Request - Return verbatim the lines of the records below, starting with the line that contains "the man's nose?" and continuing through the line that contains "pixel 212 365", with both of those lines included.

• • • • • • •

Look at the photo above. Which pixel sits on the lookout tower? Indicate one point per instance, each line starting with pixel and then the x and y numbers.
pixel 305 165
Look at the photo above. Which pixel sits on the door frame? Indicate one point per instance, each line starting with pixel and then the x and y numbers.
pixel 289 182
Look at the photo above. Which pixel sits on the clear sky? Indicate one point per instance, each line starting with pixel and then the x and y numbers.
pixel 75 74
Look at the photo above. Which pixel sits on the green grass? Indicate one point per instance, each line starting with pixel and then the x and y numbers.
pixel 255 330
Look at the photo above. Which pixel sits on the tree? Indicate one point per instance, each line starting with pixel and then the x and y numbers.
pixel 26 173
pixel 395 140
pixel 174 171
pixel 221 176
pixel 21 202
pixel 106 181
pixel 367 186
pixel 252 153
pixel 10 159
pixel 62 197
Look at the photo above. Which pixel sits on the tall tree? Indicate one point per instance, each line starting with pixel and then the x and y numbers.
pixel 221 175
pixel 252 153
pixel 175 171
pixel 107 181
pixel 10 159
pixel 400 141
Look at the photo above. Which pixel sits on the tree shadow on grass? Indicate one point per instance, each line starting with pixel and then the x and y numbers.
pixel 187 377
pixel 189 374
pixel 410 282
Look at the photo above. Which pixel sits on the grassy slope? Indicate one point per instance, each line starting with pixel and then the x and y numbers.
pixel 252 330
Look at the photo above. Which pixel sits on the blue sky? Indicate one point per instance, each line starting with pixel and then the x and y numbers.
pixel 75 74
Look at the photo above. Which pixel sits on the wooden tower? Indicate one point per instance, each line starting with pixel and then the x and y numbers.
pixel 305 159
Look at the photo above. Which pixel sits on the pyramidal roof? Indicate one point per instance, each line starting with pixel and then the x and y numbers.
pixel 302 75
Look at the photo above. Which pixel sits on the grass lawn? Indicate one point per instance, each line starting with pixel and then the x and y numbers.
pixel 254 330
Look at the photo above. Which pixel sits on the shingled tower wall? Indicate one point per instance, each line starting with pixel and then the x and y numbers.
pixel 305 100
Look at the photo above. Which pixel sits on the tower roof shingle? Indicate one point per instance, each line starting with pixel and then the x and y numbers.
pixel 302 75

• • • • • • •

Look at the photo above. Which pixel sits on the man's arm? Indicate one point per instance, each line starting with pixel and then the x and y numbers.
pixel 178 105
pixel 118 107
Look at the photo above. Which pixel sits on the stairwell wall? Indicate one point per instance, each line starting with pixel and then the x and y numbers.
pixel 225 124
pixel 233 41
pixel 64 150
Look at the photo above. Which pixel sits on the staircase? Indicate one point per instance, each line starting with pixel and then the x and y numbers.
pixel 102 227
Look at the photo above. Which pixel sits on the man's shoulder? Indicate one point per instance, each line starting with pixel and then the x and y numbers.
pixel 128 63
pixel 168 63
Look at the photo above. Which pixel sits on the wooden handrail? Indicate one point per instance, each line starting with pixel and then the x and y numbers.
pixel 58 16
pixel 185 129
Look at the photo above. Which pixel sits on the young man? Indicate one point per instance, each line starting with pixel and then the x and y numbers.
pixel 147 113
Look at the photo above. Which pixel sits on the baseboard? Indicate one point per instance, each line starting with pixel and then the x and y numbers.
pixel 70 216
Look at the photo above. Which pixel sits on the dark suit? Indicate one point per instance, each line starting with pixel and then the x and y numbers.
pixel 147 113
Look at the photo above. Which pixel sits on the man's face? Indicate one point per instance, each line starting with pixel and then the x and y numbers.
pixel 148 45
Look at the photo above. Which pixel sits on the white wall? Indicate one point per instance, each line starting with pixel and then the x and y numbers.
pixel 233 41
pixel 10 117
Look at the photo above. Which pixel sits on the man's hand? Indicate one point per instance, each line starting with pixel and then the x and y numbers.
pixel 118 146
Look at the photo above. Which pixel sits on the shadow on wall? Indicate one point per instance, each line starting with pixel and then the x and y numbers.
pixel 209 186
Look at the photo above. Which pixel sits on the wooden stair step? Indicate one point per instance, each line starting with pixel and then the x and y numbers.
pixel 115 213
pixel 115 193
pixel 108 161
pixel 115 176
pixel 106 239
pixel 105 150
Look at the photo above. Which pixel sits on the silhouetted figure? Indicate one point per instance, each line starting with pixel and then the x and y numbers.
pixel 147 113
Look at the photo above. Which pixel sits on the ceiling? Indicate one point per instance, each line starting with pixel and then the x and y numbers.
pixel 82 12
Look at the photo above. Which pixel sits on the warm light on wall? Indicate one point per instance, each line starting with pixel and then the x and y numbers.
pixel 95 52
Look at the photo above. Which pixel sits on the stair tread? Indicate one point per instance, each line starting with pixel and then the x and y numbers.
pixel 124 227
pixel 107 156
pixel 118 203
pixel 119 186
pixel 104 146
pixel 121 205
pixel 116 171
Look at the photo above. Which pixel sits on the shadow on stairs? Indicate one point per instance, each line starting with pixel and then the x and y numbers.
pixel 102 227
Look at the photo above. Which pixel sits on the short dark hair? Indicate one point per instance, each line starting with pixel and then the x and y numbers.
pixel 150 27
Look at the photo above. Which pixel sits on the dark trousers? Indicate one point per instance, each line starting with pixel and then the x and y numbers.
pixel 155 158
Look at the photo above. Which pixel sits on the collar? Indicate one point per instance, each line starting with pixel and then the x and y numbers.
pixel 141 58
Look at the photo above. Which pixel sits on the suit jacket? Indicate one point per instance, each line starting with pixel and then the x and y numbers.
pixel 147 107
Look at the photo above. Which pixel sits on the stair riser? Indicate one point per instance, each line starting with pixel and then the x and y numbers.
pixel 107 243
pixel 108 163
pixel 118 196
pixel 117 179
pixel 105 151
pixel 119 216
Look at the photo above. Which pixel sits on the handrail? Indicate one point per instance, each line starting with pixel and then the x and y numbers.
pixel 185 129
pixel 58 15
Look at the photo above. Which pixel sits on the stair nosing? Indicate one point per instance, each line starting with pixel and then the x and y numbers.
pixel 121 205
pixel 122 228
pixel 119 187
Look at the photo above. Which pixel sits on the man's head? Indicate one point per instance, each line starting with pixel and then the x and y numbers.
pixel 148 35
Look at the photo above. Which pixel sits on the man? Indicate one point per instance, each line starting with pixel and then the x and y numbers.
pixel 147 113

• • • • • • •

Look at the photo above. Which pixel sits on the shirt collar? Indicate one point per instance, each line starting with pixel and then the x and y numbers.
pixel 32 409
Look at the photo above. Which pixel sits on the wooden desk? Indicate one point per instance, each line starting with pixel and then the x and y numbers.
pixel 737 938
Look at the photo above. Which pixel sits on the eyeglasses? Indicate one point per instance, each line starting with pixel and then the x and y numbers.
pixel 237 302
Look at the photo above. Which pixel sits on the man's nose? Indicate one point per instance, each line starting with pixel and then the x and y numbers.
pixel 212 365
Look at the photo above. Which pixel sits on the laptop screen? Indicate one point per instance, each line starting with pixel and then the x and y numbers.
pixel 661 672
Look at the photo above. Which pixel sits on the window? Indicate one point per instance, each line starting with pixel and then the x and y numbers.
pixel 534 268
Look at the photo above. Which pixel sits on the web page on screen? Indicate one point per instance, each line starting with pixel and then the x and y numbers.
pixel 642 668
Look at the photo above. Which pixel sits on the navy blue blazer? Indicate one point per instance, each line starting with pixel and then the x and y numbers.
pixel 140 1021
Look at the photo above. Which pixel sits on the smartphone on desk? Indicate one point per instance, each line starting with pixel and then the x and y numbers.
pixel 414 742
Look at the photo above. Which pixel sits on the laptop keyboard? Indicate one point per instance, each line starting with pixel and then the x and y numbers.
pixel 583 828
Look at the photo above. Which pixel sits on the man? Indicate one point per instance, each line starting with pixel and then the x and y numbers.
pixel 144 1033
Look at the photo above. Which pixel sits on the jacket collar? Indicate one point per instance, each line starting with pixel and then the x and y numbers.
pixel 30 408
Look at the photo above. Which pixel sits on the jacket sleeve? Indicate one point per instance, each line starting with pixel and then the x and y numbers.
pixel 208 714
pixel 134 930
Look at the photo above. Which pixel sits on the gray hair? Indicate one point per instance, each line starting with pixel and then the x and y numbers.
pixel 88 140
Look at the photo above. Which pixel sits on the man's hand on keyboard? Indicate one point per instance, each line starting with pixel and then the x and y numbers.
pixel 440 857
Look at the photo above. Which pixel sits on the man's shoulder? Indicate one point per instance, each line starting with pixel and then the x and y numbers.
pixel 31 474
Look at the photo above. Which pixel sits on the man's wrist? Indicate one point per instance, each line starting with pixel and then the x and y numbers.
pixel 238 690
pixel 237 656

• • • • • • •

Completed task -
Look at the photo above. Which pixel sits on the man's nose? Indicate one point per instance, each line starting with pixel and then the x and y numbers.
pixel 212 365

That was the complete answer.